# Do this
Pull out every line in the rows below that contains the word "face". Case counts.

# Entries supplied
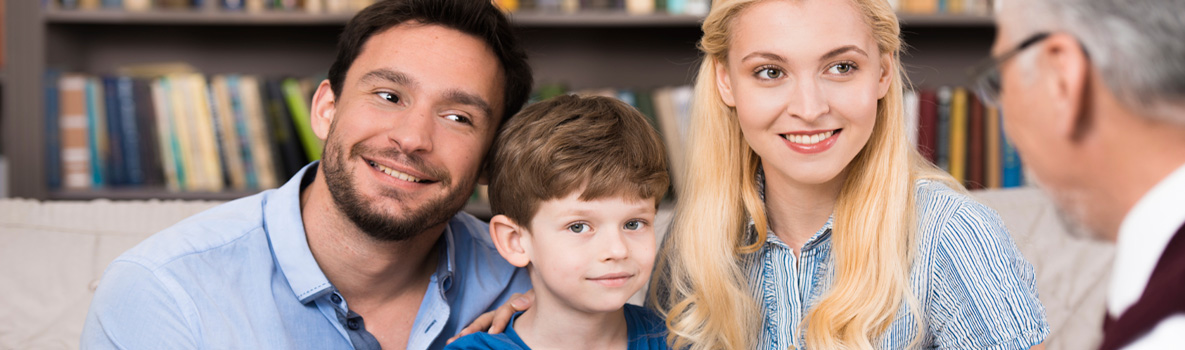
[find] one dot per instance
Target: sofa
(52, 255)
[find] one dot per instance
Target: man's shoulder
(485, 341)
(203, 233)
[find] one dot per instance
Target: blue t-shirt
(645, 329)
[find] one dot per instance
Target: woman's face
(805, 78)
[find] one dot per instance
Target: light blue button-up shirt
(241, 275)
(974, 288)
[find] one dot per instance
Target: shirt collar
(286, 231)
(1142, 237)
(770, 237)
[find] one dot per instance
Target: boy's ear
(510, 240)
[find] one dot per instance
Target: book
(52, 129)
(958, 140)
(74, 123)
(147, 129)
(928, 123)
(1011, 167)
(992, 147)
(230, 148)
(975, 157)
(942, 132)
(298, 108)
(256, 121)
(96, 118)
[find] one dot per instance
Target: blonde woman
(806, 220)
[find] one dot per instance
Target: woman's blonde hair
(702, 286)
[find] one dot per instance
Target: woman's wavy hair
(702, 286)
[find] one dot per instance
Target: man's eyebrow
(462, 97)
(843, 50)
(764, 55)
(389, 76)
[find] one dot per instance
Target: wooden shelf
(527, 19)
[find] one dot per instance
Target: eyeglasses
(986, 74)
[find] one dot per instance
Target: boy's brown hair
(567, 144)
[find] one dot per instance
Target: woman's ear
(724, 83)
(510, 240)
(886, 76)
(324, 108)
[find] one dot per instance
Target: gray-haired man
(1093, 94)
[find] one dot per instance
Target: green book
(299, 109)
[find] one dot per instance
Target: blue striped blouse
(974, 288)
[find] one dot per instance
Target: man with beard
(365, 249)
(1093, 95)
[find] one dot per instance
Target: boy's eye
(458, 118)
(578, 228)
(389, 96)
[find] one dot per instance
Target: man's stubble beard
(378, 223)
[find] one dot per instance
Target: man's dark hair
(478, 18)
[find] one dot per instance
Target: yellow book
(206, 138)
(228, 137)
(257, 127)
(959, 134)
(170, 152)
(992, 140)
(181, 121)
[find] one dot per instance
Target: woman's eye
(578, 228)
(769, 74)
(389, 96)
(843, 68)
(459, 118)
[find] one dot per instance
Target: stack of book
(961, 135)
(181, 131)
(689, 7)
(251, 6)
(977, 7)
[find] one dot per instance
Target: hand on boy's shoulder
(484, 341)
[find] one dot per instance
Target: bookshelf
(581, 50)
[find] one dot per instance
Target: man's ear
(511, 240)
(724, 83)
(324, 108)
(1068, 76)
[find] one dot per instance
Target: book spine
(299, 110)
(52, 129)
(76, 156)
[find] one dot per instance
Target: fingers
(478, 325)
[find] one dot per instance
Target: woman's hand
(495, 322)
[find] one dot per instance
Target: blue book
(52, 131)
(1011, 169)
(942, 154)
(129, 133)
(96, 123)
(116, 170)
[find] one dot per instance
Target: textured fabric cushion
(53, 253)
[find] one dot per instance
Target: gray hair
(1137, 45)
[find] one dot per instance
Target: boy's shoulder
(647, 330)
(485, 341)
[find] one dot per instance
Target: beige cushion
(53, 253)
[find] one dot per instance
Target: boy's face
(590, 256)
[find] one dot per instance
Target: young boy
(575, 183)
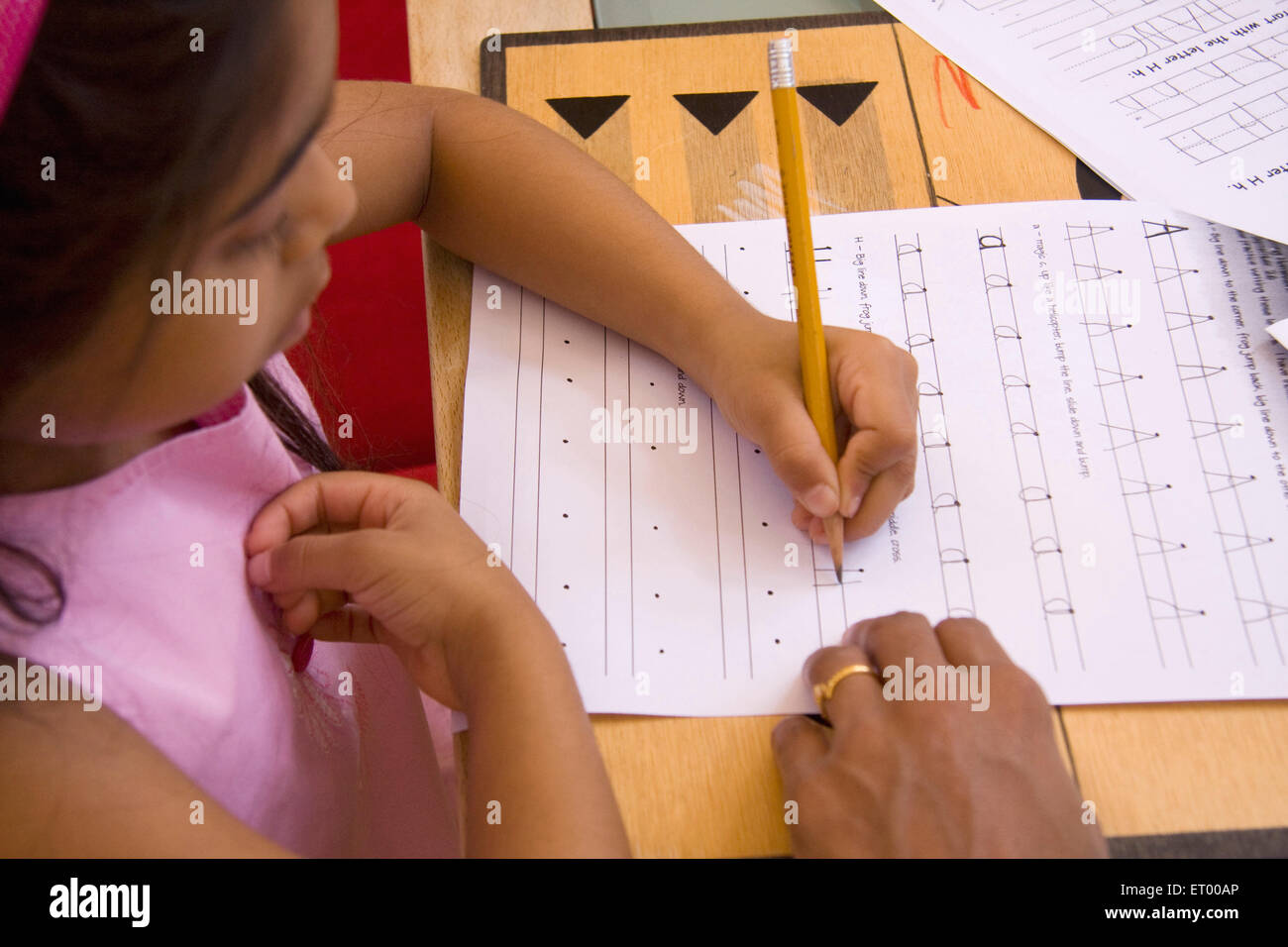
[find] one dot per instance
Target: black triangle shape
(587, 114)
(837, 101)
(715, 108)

# Written solution
Target: woman's face
Target: boy's face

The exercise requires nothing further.